[Stored items]

● ● ● ● ●

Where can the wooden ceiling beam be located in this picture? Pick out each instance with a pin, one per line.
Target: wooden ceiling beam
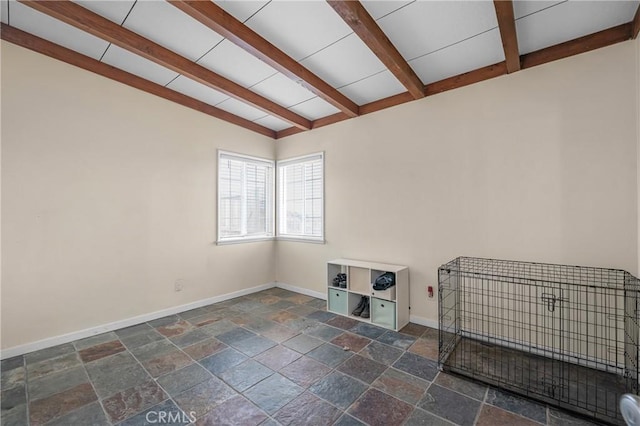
(580, 45)
(507, 25)
(215, 18)
(92, 23)
(635, 24)
(357, 17)
(52, 50)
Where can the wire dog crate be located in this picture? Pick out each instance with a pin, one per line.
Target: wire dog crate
(564, 335)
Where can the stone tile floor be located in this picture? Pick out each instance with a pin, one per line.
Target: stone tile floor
(273, 357)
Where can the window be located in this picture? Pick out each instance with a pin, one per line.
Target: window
(245, 198)
(301, 198)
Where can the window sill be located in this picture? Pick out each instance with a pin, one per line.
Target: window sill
(311, 240)
(243, 240)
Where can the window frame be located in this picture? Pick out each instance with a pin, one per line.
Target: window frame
(271, 199)
(280, 199)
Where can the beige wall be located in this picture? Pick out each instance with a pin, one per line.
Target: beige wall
(539, 166)
(108, 197)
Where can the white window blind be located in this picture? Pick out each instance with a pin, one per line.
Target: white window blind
(245, 197)
(301, 197)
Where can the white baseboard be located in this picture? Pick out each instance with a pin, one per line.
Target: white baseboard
(302, 290)
(423, 321)
(70, 337)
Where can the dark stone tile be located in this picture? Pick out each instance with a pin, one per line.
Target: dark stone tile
(384, 354)
(235, 336)
(15, 417)
(11, 363)
(167, 363)
(141, 338)
(516, 404)
(302, 343)
(100, 351)
(427, 348)
(403, 386)
(254, 345)
(347, 420)
(235, 411)
(362, 368)
(205, 348)
(90, 414)
(95, 340)
(44, 410)
(414, 330)
(418, 366)
(323, 332)
(330, 355)
(13, 397)
(368, 330)
(458, 384)
(278, 357)
(419, 417)
(56, 382)
(339, 389)
(493, 416)
(450, 405)
(180, 380)
(351, 341)
(175, 329)
(562, 418)
(161, 322)
(307, 409)
(273, 393)
(190, 338)
(49, 353)
(321, 316)
(203, 397)
(220, 362)
(279, 333)
(116, 373)
(14, 377)
(244, 375)
(219, 327)
(379, 409)
(398, 340)
(305, 371)
(342, 322)
(129, 402)
(165, 413)
(48, 366)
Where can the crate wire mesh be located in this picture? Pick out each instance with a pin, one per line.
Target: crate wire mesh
(565, 335)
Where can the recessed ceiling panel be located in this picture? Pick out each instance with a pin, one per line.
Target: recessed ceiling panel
(379, 8)
(527, 7)
(314, 108)
(571, 20)
(196, 90)
(241, 10)
(426, 26)
(241, 109)
(170, 27)
(138, 65)
(234, 63)
(282, 90)
(344, 62)
(299, 28)
(373, 88)
(41, 25)
(114, 10)
(477, 52)
(273, 123)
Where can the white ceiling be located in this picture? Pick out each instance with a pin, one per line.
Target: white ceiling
(439, 39)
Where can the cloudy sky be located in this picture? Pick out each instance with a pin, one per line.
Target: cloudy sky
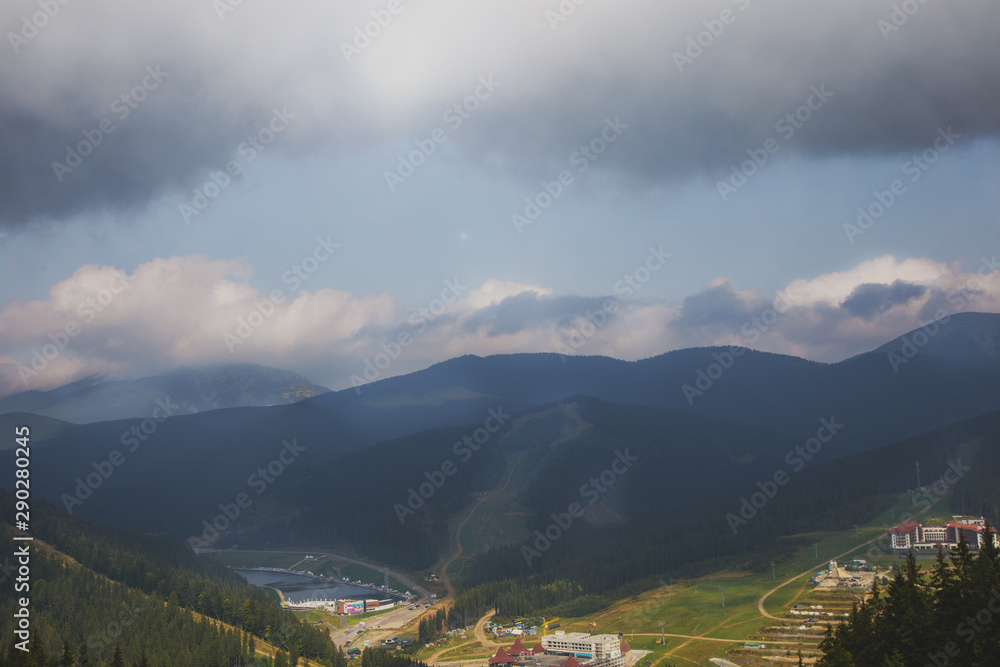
(310, 185)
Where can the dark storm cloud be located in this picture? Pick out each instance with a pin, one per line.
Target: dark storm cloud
(891, 90)
(870, 299)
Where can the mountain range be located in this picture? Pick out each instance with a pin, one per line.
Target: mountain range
(704, 421)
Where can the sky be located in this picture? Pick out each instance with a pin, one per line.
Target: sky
(358, 190)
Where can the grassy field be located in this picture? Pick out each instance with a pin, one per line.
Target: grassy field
(693, 608)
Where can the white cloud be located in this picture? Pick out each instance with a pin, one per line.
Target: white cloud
(182, 311)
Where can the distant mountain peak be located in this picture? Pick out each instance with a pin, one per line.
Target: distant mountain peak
(106, 397)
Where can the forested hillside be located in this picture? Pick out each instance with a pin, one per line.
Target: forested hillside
(106, 587)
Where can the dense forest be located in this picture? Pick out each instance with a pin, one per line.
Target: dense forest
(948, 618)
(135, 594)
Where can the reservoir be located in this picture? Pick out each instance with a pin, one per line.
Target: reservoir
(302, 588)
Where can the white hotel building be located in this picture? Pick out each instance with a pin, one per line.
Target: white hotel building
(593, 650)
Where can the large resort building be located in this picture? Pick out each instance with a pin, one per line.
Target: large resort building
(912, 535)
(574, 649)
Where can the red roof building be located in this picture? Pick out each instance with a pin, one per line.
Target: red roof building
(501, 658)
(517, 648)
(912, 535)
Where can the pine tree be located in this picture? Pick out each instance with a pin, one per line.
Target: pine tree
(67, 659)
(117, 659)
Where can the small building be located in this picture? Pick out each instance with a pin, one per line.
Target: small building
(350, 606)
(912, 535)
(501, 658)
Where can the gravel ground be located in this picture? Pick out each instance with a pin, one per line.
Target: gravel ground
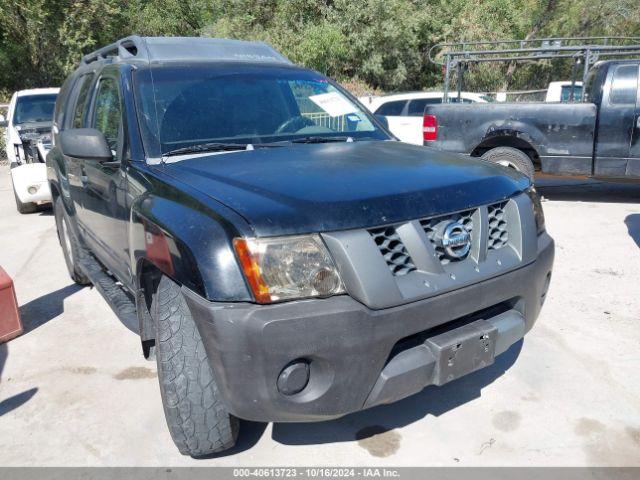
(75, 390)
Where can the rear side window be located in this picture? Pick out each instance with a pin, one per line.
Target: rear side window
(391, 108)
(624, 88)
(81, 101)
(416, 107)
(107, 117)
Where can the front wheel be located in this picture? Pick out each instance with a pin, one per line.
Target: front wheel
(512, 158)
(198, 421)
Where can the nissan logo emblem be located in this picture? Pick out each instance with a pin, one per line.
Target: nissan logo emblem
(456, 240)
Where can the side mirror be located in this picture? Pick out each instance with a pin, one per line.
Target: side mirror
(87, 143)
(383, 120)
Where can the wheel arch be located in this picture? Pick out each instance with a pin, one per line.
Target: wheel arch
(508, 138)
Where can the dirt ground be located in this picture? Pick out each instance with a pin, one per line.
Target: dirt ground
(75, 390)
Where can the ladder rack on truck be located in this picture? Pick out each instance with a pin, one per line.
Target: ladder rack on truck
(583, 50)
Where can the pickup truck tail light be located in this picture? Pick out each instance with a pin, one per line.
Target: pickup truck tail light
(429, 128)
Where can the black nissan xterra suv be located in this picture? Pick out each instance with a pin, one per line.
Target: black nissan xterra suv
(281, 255)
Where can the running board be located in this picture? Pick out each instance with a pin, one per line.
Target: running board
(120, 302)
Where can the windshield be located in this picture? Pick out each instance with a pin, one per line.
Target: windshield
(34, 108)
(181, 107)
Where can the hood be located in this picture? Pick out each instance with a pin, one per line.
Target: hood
(337, 186)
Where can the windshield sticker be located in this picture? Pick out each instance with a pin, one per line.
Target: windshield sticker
(333, 103)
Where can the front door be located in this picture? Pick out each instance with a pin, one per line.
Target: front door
(616, 121)
(104, 213)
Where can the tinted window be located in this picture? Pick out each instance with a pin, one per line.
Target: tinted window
(81, 100)
(391, 108)
(624, 88)
(416, 107)
(106, 117)
(34, 108)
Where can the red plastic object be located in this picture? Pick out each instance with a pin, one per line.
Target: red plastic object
(10, 324)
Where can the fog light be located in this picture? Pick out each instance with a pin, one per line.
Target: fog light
(294, 377)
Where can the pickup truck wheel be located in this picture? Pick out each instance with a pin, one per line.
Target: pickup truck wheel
(512, 158)
(198, 421)
(71, 248)
(28, 207)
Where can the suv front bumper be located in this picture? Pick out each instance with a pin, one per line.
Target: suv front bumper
(358, 357)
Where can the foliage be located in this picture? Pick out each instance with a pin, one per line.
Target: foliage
(381, 44)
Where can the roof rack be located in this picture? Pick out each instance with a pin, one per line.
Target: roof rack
(167, 49)
(583, 50)
(124, 48)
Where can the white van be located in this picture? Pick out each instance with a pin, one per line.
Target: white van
(404, 111)
(28, 140)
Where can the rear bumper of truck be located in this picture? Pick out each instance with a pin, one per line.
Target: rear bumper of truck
(348, 357)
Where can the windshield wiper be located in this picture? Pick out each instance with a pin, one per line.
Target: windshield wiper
(318, 139)
(207, 147)
(218, 147)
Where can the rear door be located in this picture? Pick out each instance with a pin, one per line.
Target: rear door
(617, 121)
(105, 201)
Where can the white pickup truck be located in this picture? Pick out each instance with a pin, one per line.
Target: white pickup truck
(28, 140)
(404, 111)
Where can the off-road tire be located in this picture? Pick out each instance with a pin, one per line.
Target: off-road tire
(28, 207)
(72, 249)
(198, 421)
(512, 158)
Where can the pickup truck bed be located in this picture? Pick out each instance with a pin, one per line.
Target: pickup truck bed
(562, 134)
(600, 137)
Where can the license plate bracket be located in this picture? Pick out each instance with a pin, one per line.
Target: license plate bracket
(463, 350)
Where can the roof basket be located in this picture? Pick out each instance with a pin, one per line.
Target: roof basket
(583, 50)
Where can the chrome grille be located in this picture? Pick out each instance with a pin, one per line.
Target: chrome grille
(393, 251)
(433, 228)
(497, 235)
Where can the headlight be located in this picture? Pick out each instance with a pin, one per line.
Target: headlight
(288, 267)
(537, 209)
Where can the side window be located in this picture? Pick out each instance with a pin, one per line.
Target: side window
(391, 108)
(81, 100)
(624, 87)
(106, 111)
(416, 107)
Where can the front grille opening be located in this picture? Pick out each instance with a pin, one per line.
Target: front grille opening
(393, 250)
(433, 228)
(419, 338)
(497, 234)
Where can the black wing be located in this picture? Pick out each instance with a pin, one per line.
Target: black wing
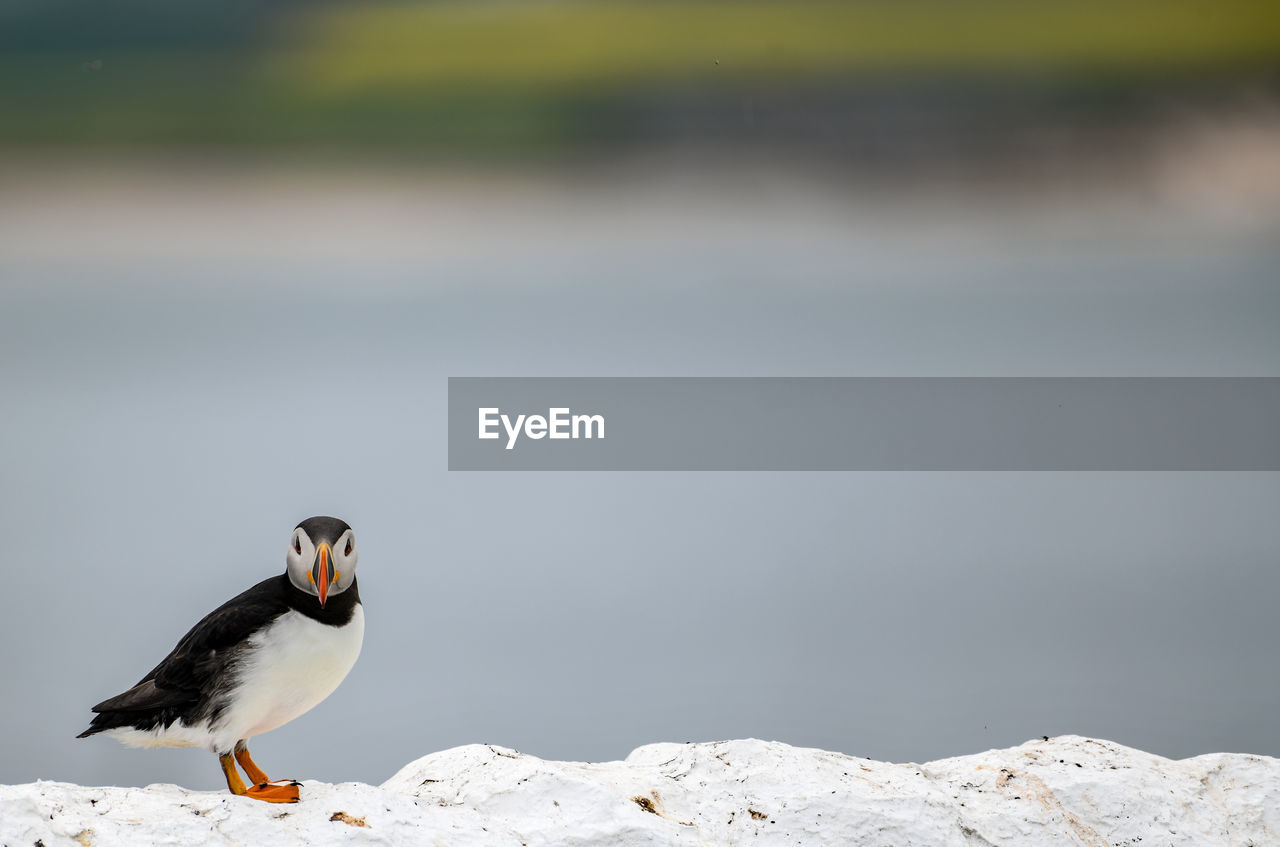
(179, 685)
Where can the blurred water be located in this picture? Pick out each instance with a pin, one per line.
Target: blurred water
(191, 362)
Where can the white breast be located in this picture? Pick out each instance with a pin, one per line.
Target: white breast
(289, 667)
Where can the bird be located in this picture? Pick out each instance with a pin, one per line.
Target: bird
(254, 663)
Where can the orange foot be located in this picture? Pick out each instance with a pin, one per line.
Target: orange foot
(275, 793)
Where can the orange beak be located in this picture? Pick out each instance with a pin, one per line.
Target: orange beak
(321, 572)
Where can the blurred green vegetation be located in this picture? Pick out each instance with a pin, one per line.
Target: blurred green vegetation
(533, 74)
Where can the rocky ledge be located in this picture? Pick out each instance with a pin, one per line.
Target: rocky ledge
(1061, 791)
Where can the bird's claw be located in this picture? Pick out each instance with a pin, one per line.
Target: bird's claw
(282, 791)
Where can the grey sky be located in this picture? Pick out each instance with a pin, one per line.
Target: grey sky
(190, 367)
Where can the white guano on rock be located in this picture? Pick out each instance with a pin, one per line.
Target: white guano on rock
(1064, 791)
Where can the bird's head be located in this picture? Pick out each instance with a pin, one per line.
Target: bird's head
(321, 558)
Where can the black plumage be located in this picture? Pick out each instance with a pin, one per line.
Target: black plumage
(192, 682)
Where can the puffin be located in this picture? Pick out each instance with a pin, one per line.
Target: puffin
(254, 663)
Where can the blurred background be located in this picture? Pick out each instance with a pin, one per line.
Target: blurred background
(245, 243)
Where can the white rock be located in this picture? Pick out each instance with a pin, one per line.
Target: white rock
(1066, 791)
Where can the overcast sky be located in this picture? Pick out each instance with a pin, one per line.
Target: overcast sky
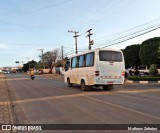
(28, 25)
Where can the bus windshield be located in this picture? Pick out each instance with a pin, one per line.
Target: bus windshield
(110, 56)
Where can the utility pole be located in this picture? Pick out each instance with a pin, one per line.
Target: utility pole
(28, 63)
(75, 32)
(42, 57)
(62, 51)
(89, 36)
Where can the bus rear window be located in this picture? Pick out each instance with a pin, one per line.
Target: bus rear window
(110, 56)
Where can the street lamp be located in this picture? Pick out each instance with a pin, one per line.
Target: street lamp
(42, 57)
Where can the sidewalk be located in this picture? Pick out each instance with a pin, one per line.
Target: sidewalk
(5, 108)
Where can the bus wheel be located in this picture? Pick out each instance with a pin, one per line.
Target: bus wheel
(68, 82)
(107, 87)
(83, 85)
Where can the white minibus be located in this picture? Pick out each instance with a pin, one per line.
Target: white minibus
(99, 67)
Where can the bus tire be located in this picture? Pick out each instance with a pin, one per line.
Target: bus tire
(69, 83)
(83, 85)
(107, 87)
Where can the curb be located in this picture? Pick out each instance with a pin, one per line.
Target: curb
(142, 82)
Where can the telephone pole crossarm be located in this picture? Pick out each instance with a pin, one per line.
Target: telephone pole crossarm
(89, 36)
(75, 36)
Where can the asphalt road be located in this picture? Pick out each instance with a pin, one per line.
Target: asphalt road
(49, 101)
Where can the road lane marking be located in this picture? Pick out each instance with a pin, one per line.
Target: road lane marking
(122, 107)
(95, 99)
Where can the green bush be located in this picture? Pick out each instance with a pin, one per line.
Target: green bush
(145, 78)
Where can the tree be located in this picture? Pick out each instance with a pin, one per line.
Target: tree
(150, 52)
(49, 58)
(131, 55)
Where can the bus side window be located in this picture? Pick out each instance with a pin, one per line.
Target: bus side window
(81, 60)
(77, 63)
(74, 62)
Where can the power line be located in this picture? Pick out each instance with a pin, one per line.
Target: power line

● ● ● ● ●

● What this task involves:
Nothing but the lines from the start of the records through the line holding "Where can the dark stone" should be printed, exactly as written and with the pictures left out.

● Solution for this exercise:
Where can the wooden ceiling beam be located in this picture? Pick out each instance with a pin, one per line.
Target: wooden ceiling beam
(580, 45)
(507, 25)
(215, 18)
(92, 23)
(635, 24)
(357, 17)
(52, 50)
Where can the wire dog crate be located in this picture? Pick out each instance with a pin, one per line.
Target: wire dog crate
(564, 335)
Where can the stone tile floor be located in this picture? Pick out each instance with a pin, one per line.
Target: stone tile floor
(273, 357)
Where can the window be located in this picture? Pick out each instance with a pin, one per line.
Target: window
(245, 198)
(301, 198)
Where can the window sill be located in this picture? Pick out each instance with a pin, one per line.
Target: window sill
(311, 240)
(243, 240)
Where can the window frame be located in this picture? Pick out each instance with a pin, one per line.
Target: window frame
(271, 199)
(280, 199)
Where can the beige wall be located in this picture? Pick out each instance with a pin, one per line.
Target: beige wall
(539, 166)
(108, 197)
Where can the white window blind be located in this picture? Pick out each instance with a pin, one per line.
Target: white window blind
(245, 197)
(301, 197)
Where can the white baseboard be located in this picture? Pick out each instance with a pin, one per line.
Target: white baseboard
(302, 290)
(423, 321)
(70, 337)
Where can the dark stone tile be located in this picture? Pick out each instance with a pin, one per line.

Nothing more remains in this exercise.